*What needs to be done*: Please pull out every line of the items below that contains the word "shirt", and copy each one unchanged.

*Excerpted records*:
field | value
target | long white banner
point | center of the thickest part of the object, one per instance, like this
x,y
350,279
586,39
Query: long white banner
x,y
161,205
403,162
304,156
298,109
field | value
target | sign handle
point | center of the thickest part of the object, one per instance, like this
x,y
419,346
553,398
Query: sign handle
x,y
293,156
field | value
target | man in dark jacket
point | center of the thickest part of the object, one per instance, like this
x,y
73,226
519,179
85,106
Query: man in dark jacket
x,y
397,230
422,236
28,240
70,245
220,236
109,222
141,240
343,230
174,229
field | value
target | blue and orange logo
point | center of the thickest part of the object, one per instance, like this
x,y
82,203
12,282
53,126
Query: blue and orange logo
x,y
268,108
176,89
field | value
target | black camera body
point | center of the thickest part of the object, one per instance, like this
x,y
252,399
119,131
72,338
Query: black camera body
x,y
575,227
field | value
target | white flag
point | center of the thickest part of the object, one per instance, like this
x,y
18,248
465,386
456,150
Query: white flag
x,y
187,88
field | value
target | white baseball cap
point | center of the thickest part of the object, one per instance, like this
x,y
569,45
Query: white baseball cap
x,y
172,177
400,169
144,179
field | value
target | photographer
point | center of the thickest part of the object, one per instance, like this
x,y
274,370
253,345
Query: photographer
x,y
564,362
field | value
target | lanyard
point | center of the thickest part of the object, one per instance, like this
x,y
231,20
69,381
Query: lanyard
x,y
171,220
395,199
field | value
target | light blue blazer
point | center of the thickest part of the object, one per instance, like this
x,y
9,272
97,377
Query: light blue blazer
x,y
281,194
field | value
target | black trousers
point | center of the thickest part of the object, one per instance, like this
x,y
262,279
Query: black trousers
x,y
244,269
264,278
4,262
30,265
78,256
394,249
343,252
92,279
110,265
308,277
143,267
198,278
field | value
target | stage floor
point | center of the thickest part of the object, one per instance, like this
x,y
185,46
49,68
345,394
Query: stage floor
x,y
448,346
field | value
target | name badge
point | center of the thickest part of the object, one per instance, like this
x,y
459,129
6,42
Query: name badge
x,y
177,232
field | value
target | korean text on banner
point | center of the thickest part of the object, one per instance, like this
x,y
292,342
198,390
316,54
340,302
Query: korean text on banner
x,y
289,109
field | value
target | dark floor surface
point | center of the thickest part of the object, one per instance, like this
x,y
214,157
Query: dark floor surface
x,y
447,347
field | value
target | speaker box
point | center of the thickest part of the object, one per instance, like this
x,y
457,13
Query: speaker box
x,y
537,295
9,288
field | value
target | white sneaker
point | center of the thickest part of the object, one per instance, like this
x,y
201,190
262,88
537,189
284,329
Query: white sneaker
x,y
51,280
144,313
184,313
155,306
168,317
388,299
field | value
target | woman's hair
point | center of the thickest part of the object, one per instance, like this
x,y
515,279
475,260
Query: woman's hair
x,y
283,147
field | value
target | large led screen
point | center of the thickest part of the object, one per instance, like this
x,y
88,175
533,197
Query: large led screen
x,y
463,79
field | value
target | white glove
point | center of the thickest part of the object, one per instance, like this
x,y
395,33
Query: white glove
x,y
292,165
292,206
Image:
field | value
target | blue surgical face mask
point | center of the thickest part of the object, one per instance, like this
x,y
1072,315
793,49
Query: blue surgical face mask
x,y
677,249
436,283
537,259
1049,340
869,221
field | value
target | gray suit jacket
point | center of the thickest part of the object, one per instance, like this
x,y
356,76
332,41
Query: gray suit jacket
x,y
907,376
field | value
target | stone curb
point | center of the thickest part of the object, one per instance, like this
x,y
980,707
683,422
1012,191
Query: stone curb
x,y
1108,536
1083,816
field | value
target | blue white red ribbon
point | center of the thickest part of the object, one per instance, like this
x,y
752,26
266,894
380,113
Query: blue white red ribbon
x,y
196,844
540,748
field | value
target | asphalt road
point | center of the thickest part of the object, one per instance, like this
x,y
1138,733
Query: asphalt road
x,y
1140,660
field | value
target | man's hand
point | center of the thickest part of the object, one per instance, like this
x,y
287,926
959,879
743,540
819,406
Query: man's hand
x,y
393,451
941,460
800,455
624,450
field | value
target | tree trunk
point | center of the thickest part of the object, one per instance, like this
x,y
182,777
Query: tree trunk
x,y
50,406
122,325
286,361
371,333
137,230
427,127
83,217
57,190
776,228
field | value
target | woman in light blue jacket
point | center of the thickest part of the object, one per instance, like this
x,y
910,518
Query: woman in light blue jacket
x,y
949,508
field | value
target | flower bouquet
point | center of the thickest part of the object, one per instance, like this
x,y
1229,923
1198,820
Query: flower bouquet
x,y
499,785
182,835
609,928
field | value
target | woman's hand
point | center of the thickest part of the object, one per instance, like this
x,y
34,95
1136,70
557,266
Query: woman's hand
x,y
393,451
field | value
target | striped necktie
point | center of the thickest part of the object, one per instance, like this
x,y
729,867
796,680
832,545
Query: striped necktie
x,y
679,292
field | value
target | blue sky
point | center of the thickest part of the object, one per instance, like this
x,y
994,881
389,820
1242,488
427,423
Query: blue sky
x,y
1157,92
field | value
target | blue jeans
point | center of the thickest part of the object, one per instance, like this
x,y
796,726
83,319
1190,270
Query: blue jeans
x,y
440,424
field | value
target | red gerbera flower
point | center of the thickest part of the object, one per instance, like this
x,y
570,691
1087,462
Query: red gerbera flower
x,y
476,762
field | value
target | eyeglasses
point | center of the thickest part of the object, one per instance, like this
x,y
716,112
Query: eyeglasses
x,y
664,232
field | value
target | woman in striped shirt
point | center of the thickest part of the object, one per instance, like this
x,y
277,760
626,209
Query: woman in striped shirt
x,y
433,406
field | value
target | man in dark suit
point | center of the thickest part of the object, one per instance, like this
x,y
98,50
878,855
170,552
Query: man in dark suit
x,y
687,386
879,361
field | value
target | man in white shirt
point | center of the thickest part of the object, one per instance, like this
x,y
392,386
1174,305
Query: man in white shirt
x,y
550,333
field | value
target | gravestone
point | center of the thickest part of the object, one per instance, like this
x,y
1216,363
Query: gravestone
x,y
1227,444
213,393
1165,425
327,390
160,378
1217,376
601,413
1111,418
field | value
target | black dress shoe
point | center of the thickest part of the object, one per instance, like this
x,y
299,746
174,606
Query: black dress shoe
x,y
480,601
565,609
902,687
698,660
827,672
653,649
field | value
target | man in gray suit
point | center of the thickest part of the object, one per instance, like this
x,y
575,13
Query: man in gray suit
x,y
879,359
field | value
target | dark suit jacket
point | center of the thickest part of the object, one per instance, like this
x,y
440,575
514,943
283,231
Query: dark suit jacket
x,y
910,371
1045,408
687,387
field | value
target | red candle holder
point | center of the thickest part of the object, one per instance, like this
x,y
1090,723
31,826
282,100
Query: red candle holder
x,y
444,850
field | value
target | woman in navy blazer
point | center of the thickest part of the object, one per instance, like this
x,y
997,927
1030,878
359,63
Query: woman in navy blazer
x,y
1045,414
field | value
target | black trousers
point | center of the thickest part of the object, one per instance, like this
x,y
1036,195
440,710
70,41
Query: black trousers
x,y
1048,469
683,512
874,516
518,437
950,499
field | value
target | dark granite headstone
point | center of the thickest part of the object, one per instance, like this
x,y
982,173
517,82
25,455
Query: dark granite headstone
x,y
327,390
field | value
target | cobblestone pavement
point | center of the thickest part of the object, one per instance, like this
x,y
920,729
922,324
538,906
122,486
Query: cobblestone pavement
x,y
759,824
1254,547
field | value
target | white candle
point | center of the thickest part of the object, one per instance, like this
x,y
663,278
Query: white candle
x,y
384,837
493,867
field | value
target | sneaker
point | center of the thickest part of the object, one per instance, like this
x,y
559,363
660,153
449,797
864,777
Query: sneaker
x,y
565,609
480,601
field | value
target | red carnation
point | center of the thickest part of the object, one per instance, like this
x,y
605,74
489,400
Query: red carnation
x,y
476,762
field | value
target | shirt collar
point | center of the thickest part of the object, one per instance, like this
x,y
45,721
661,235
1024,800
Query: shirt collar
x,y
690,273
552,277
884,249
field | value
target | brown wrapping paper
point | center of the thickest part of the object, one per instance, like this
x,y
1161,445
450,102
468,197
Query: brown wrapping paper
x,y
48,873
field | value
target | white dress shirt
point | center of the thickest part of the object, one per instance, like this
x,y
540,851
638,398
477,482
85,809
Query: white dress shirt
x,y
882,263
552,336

==

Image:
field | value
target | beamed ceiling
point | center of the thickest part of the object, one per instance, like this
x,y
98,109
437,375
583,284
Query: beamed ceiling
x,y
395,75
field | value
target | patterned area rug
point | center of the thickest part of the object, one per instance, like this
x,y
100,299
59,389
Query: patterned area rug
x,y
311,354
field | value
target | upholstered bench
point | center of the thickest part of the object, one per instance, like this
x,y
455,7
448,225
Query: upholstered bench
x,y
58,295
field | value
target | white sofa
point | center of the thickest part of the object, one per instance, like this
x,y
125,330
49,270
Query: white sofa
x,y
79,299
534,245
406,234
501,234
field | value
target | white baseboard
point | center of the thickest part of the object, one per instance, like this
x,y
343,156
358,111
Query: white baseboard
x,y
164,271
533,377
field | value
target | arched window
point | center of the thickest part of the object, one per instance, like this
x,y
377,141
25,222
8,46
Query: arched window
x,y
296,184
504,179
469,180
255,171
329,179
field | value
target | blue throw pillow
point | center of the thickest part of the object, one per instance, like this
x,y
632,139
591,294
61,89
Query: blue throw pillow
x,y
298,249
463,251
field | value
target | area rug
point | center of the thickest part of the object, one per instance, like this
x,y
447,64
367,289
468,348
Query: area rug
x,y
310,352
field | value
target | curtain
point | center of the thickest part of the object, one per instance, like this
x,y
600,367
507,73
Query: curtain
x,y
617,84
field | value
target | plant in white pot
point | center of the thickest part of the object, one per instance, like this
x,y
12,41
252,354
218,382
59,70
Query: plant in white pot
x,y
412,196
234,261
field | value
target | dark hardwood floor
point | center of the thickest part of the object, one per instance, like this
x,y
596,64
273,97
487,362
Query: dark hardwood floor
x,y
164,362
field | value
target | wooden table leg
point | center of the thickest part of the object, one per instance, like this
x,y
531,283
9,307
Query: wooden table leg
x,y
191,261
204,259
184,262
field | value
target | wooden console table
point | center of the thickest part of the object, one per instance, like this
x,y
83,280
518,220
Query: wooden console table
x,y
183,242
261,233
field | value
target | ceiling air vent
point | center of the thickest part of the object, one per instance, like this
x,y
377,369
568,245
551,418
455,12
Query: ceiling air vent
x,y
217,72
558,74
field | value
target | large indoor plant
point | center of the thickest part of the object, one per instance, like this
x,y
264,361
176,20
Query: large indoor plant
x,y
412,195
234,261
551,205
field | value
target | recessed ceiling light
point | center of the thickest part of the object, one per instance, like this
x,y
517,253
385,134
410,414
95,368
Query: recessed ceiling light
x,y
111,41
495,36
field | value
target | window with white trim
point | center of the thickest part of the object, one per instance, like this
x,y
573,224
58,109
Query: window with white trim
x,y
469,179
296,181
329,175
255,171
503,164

--

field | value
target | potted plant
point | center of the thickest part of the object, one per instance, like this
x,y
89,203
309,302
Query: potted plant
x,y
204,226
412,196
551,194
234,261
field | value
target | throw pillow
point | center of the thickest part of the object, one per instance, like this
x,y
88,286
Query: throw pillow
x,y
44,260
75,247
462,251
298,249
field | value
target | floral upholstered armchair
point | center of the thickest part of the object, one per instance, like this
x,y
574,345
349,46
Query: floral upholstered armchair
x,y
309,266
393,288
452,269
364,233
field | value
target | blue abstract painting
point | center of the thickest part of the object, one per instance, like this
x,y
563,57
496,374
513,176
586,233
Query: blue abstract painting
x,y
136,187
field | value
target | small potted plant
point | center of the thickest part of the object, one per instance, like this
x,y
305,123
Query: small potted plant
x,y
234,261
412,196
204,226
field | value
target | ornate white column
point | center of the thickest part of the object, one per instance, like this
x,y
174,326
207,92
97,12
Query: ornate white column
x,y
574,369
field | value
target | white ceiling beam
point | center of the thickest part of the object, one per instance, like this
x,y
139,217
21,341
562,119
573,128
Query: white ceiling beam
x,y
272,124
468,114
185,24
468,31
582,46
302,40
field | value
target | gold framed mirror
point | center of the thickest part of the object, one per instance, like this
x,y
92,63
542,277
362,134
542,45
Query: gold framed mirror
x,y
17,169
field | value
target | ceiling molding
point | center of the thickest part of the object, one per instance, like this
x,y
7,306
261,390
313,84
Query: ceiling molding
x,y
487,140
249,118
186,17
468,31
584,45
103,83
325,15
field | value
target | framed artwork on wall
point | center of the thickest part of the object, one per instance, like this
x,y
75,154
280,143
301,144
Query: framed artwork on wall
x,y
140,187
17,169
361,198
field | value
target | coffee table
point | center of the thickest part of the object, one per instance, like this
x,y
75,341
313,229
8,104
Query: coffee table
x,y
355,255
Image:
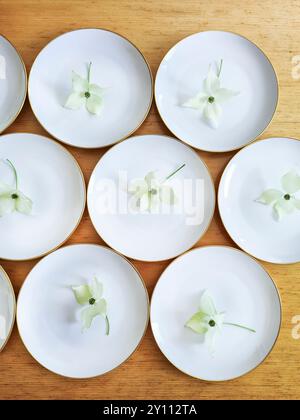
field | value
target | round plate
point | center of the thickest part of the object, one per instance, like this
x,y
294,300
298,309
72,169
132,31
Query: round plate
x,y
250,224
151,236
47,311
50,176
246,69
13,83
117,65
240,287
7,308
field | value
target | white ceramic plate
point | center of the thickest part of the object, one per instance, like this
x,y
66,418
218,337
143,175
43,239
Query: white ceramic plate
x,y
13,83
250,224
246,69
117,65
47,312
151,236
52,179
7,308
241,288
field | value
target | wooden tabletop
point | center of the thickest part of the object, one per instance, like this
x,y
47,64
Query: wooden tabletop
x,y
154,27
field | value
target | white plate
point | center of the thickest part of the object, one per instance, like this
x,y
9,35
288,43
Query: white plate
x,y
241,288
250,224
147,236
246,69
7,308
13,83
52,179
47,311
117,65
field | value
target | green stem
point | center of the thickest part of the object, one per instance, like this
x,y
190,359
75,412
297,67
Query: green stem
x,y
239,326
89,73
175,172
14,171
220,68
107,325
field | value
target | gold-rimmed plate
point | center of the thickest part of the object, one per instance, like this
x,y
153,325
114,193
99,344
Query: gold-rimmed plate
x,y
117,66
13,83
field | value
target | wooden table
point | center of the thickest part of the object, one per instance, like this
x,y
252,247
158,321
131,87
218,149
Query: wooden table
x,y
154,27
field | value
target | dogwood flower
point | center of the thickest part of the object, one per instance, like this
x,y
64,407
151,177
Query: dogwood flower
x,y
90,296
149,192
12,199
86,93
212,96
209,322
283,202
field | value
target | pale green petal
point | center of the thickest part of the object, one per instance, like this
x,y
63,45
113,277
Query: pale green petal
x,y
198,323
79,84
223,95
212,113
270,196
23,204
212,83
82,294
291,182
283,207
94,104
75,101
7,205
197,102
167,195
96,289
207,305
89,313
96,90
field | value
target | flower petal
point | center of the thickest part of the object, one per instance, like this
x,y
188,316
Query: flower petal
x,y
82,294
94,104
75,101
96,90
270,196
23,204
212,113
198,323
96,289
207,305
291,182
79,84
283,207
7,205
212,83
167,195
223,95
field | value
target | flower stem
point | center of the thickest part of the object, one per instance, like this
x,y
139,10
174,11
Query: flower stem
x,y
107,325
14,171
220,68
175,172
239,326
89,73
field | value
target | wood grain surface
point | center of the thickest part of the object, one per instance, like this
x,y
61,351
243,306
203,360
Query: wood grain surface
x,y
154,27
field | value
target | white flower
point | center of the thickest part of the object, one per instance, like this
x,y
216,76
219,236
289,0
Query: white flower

*Task answer*:
target | woman in striped shirt
Query: woman in striped shirt
target | man in white shirt
Query: man in white shirt
target | shirt collar
Query: shirt collar
target | white dress shirt
Query: white dress shirt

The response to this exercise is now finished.